[Records of labeled points]
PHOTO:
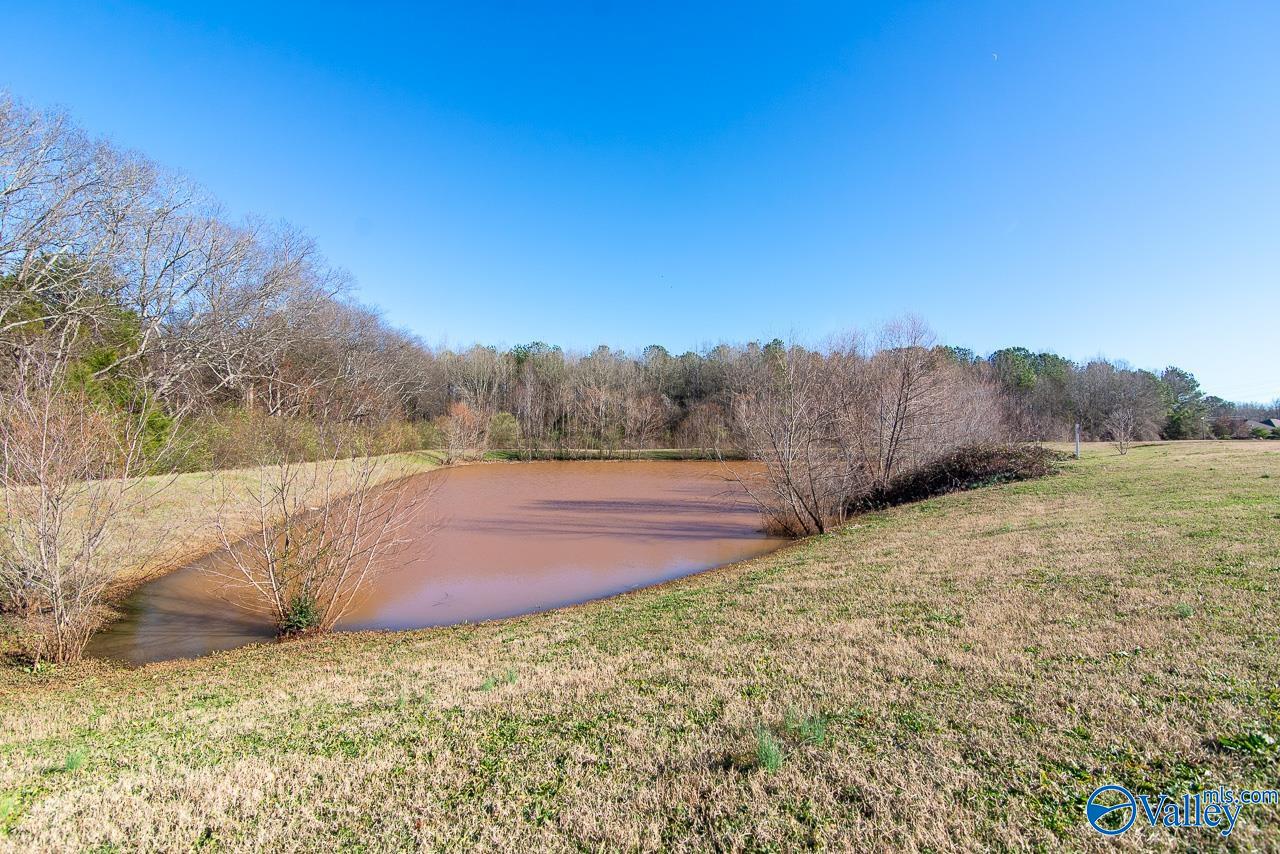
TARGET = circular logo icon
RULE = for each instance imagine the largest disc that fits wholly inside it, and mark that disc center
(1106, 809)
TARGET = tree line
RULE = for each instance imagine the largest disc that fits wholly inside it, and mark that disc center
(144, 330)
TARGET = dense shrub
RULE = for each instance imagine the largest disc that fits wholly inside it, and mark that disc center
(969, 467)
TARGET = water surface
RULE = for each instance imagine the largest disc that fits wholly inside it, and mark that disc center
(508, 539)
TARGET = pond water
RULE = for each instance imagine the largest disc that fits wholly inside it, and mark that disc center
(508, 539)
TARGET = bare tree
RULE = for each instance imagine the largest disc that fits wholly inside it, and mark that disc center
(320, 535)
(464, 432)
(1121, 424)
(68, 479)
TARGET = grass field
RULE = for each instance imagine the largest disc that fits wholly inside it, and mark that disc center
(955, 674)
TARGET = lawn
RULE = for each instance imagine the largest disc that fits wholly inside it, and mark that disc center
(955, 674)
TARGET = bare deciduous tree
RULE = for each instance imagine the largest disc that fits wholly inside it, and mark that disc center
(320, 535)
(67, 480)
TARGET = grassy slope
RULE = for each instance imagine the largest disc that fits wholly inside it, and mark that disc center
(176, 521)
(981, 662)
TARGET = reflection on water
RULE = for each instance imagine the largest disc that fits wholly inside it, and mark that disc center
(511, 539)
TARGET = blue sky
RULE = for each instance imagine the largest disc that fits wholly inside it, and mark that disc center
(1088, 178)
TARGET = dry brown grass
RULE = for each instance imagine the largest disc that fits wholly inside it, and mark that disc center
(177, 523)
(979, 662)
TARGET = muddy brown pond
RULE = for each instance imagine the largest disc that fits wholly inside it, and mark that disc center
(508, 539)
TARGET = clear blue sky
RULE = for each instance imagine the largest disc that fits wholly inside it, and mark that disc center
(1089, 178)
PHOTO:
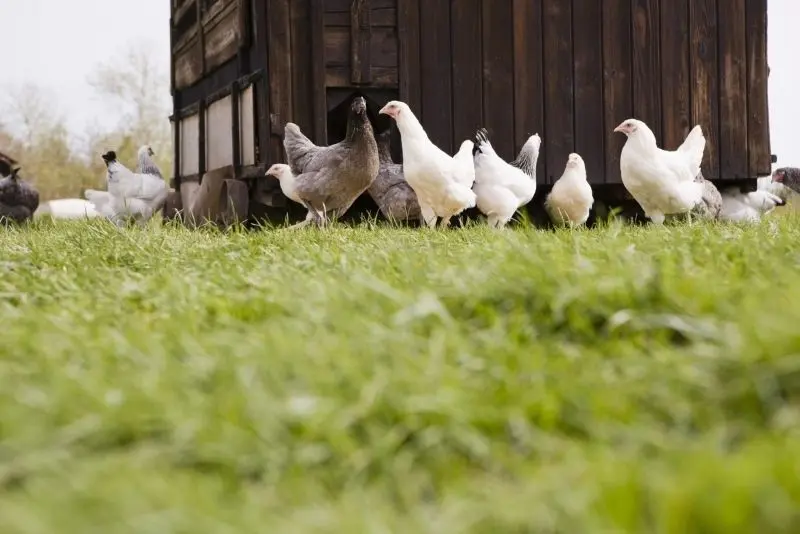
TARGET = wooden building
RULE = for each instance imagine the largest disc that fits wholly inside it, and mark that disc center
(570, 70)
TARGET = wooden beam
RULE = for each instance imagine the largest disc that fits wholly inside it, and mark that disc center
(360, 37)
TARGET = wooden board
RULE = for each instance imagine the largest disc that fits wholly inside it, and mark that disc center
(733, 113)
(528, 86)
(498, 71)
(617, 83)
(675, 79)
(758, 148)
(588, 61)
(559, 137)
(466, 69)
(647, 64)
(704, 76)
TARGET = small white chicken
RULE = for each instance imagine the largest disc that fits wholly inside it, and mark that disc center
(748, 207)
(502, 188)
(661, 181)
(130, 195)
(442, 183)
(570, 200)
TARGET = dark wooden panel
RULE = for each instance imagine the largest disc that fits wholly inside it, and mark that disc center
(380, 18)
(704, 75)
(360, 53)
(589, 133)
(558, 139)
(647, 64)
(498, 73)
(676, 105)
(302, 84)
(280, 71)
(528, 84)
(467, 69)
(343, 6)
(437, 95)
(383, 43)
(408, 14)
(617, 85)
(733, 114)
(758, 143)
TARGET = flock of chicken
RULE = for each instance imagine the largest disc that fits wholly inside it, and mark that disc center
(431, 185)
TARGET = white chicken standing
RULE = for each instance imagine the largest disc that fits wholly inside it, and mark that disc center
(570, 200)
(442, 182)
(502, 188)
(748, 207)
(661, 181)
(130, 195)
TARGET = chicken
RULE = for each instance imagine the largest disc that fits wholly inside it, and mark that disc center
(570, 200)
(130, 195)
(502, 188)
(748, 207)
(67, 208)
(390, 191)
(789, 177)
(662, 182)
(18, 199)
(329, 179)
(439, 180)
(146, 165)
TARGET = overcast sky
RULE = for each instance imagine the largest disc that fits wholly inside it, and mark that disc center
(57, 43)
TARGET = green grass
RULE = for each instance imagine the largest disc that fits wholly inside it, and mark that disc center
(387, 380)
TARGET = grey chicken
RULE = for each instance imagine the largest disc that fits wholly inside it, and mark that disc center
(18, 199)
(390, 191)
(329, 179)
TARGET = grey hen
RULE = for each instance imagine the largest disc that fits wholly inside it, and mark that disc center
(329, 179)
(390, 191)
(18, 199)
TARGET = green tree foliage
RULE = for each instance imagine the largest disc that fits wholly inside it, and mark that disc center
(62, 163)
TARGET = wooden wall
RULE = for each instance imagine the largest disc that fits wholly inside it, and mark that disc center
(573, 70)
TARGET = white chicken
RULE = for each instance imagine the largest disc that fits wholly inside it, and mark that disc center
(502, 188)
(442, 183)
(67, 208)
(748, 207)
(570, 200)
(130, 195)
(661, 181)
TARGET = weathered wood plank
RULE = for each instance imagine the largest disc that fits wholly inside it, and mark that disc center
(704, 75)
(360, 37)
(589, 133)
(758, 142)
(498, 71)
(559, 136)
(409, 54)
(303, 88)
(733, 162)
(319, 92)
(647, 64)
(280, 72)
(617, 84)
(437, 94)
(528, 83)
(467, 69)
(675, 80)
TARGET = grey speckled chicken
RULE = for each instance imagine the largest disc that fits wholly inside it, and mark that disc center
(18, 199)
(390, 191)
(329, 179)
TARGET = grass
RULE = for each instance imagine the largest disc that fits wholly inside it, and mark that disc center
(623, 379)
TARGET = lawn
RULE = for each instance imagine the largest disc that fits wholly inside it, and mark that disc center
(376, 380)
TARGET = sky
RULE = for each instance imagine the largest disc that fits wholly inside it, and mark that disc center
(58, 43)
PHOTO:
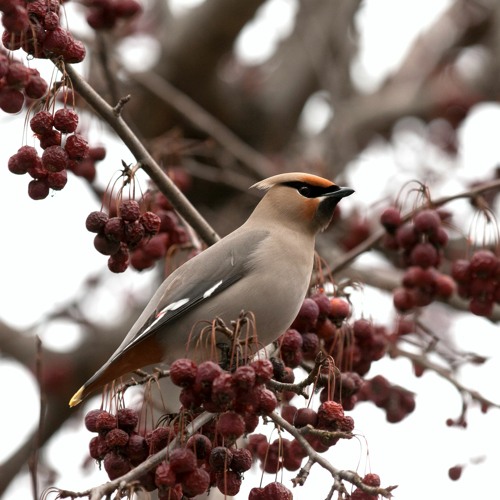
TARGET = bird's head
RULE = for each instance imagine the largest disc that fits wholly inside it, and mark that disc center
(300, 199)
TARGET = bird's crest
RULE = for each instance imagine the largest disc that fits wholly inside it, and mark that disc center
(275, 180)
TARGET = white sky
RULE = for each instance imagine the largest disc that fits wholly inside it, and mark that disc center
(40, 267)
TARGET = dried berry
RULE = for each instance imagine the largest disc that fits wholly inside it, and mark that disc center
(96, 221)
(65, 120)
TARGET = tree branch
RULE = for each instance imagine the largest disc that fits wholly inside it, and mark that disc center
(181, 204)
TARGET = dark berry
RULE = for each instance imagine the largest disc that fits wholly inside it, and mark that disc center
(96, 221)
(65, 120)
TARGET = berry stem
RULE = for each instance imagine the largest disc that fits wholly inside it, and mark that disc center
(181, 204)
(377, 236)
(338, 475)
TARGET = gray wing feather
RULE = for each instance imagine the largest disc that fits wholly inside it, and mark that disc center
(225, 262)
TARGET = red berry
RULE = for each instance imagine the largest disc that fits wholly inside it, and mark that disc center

** OBJECTIVE **
Can you print every one of the rows above again, word for word, but without the pictures?

** WORKED ANSWER **
PHOTO:
TARGET = circular logo icon
RULE = for each instance imagine the largest disc that fits wholly inside it, and mark that disc center
(1106, 809)
TARGET = tree line
RULE = for each instance imagine the largest disc that fits wholly inside it, and mark that disc center
(144, 330)
TARGET = dense shrub
RULE = for each instance imagine the largest disc that fits wholly inside it, and mark that disc center
(969, 467)
TARGET = water surface
RULE = for each instance imagine the largest disc that fits wholly inside it, and mark that disc center
(508, 539)
TARGET = pond water
RULE = for each instance imagine the largest disc that fits wholly inside it, and mark that disc center
(508, 539)
TARGET = bare tree
RULE = for each instance imagine the largest disc that fits wholly inside it, and mark that disc center
(320, 535)
(464, 432)
(1121, 424)
(68, 479)
TARGET = grass field
RULE = for each instance imagine the largest disc that fits wholly inside it, and mark that disc center
(955, 674)
TARGET = lawn
RULE = for each instance imagine the largest disc that fits wholly inside it, and mark that disc center
(955, 674)
TARGET = bare deciduous tree
RULE = for each instance imagine the largest disc that fits wholly inside it, and mark that disc center
(320, 535)
(67, 480)
TARGET = grassy slope
RULE = for each instance imagine the largest disc that fits wholly inside it, and mark that disc center
(176, 521)
(981, 662)
TARGET = reflection on water
RULE = for each instance imagine the largest disc that fits wholly inside it, and mark that disc center
(511, 539)
TARGET = blue sky
RULE = for each instance imagine the largest disc that fits wholly inside it, and mark that disc center
(1088, 178)
TARGET = dry brown grass
RULE = for each instance imagine the largest disc that fits wholly inside it, and mark that disc center
(177, 523)
(979, 662)
TARGET = muddy brown pond
RULE = for each instance imagine the largest disc that fits wholly inside it, and mark that disc center
(508, 539)
TARGET = clear blue sky
RULE = for each instance imagine the largest disc that fits wholly inside it, and mark that disc center
(1089, 178)
PHOTO:
TARGET = wooden building
RULE = for each instance imagine the largest disc that fits wholly inside it, and mark that disc center
(570, 70)
TARGET = wooden beam
RULE = for each instance imagine the largest disc that fits wholly inside it, and mark that disc center
(360, 37)
TARGET = wooden board
RULE = for each instance imagine the largest disc that fits wholly inside it, and mark that disc center
(733, 113)
(528, 86)
(498, 71)
(617, 83)
(675, 79)
(758, 148)
(588, 61)
(559, 137)
(466, 69)
(647, 64)
(704, 76)
TARGET = small white chicken
RULE = for each instance imagine the largest disc that fits wholly inside it, and mark that disc center
(748, 207)
(502, 188)
(661, 181)
(130, 195)
(442, 183)
(570, 200)
TARGET = dark wooden panel
RULE = for each instance imagine the largest disc that fits wholly inside it, and mark that disc center
(380, 18)
(704, 75)
(360, 53)
(589, 133)
(558, 139)
(647, 64)
(498, 73)
(676, 105)
(302, 84)
(280, 71)
(528, 84)
(467, 69)
(343, 6)
(437, 95)
(383, 43)
(408, 14)
(617, 85)
(733, 114)
(758, 143)
TARGET = flock of chicken
RULE = for each instance imagine the largest disc that fits wholly inside it, and mark that disc center
(431, 185)
TARGET = white chicken standing
RULE = for each instance imagine the largest disc that fits wholly inside it, and mark that disc center
(570, 200)
(442, 182)
(502, 188)
(748, 207)
(661, 181)
(130, 195)
TARGET = chicken
RULE = for each instance imagine the largest disc that fits wholly inside it, and mark that disc center
(570, 200)
(130, 195)
(502, 188)
(748, 207)
(67, 208)
(390, 191)
(789, 177)
(662, 182)
(18, 199)
(329, 179)
(439, 180)
(146, 165)
TARGET = overcast sky
RULE = for each instance imagine the largest disc that fits wholly inside it, and mark that disc center
(57, 43)
TARGET = green grass
RULE = for each instance imagine the largest disc that fits wholly inside it, and mark that disc center
(387, 380)
TARGET = grey chicken
RULE = for each instance imagine the largest disc that fits wholly inside it, and mark that disc center
(18, 199)
(390, 191)
(329, 179)
TARGET = grey hen
RULE = for each instance imagine the largest disc that fits wholly inside it, and mark that disc center
(329, 179)
(390, 191)
(18, 199)
TARGET = green tree foliage
RULE = for each instance imagine the largest disc that fits wholly inside it, and mark that disc center
(62, 163)
TARGET = wooden wall
RULE = for each instance imagine the largest disc that fits wholly inside it, and mark that disc center
(573, 70)
TARGET = white chicken
RULE = for each instance imagine the largest disc that fits wholly inside it, and mark that disc center
(502, 188)
(442, 183)
(67, 208)
(748, 207)
(570, 200)
(130, 195)
(661, 181)
TARGET = weathered wood plank
RULE = for each instance imagine the largest disc that fits wholly inside it, and mark that disc center
(704, 75)
(360, 37)
(589, 133)
(758, 142)
(498, 71)
(559, 136)
(409, 54)
(303, 88)
(733, 162)
(319, 92)
(647, 64)
(280, 72)
(617, 84)
(437, 94)
(528, 83)
(467, 69)
(675, 80)
TARGET = grey speckled chicken
RULE = for each instance imagine the largest disc that fits wholly inside it, and mark that disc center
(18, 199)
(390, 191)
(329, 179)
TARGET = grass
RULE = for each instance imagine the largest disc that fits wholly inside it, and mark that disc center
(623, 379)
TARGET = lawn
RULE = for each instance imagine the largest disc that fits wholly inside it, and mark that disc center
(376, 380)
TARGET = sky
RULE = for each instance imagine the largest disc that fits wholly inside it, and mark that disc center
(58, 43)
PHOTO:
TARGET = bird's head
RULE = for each instance imagine the largest disc that fits wholly inside it, and mark that disc center
(300, 199)
TARGET = bird's crest
RULE = for each instance imagine the largest disc that fits wholly inside it, and mark that disc center
(275, 180)
TARGET = white sky
RULE = for each instance imagine the largest disc that fits wholly inside it, and mark that disc center
(40, 267)
TARGET = dried berry
RULE = for each instance imagine the largest disc that fits wholly inside it, and mark that disc center
(96, 221)
(65, 120)
TARGET = tree branch
RULE = for each instance imagine the largest disc that fits wholly inside it, and mark that disc center
(181, 204)
TARGET = dark berry
RULE = for each instance imagine the largest disc that fits wholly inside it, and mark that disc center
(96, 221)
(65, 120)
TARGET = berry stem
RULE = for each instance imagine the largest disc that fits wholly inside it, and mark that disc center
(181, 204)
(377, 236)
(338, 475)
TARGET = gray wing feather
RULE = for each instance imagine the largest disc that fits wholly inside it, and mark that disc center
(225, 262)
TARGET = red berry
RULE = for each instance imagine the largest disc that fits wholly inside it, and mark that disc center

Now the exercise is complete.